• [What the exercise asks] All lines from the one that contains "the white mantel" through the final line of the entries must be repeated exactly. No other lines belong in the output.

= = = = = = =

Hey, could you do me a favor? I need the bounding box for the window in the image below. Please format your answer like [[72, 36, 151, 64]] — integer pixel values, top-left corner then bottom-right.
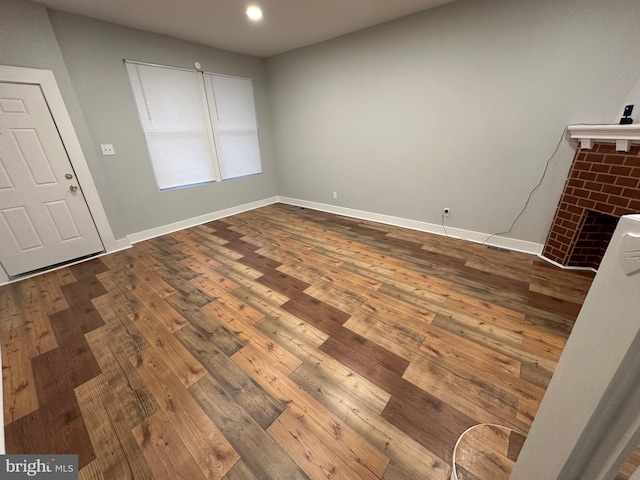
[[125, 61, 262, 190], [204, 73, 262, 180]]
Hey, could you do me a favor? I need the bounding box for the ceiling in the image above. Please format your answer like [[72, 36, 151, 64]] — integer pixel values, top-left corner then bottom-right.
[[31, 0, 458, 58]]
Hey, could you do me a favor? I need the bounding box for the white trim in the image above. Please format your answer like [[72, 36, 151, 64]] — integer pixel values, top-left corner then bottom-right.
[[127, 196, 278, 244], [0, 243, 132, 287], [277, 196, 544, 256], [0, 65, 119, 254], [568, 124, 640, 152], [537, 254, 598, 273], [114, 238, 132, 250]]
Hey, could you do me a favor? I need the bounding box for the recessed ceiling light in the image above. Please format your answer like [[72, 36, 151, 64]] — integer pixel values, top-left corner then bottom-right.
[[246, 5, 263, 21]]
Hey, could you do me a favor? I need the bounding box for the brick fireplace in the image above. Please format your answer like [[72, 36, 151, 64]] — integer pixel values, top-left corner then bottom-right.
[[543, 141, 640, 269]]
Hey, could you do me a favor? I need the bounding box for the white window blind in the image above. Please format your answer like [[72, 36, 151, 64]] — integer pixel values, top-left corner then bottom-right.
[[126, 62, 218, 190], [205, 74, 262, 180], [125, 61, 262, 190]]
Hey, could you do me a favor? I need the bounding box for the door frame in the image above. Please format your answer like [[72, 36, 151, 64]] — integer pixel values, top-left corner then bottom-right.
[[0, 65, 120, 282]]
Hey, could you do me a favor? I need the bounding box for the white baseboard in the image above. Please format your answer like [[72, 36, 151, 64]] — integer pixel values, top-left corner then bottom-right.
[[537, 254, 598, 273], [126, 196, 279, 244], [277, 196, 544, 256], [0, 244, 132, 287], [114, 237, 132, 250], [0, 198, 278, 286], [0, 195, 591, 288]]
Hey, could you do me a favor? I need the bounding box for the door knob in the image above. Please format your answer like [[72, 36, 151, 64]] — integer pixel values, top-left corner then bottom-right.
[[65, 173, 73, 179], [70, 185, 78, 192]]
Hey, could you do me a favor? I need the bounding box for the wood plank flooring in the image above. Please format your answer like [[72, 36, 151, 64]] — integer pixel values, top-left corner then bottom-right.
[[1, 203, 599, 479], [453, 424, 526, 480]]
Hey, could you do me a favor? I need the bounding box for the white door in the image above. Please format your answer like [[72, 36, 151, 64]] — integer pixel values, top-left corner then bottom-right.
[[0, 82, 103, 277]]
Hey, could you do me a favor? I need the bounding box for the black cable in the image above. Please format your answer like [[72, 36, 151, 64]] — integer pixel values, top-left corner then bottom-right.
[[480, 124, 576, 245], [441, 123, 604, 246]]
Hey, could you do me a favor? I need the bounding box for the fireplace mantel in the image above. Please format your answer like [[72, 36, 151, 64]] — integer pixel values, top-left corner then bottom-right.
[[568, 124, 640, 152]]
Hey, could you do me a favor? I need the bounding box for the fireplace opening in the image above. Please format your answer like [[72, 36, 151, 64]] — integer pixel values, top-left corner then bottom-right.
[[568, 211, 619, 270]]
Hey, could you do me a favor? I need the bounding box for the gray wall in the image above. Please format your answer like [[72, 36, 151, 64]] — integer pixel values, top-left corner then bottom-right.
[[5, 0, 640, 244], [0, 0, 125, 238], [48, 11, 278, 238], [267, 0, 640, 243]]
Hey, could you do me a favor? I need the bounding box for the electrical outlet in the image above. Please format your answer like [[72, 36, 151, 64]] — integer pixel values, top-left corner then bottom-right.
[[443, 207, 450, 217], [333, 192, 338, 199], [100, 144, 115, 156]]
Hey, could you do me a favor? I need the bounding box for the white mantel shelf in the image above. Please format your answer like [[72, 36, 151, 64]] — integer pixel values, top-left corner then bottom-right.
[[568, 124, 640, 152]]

= = = = = = =

• [Solution to this problem]
Hey, could you do me a favor? I need the bounding box for the white mantel shelf in the image above. Please format your answer like [[72, 36, 151, 64]] — integer pixel values, top-left corner then bottom-right.
[[568, 124, 640, 152]]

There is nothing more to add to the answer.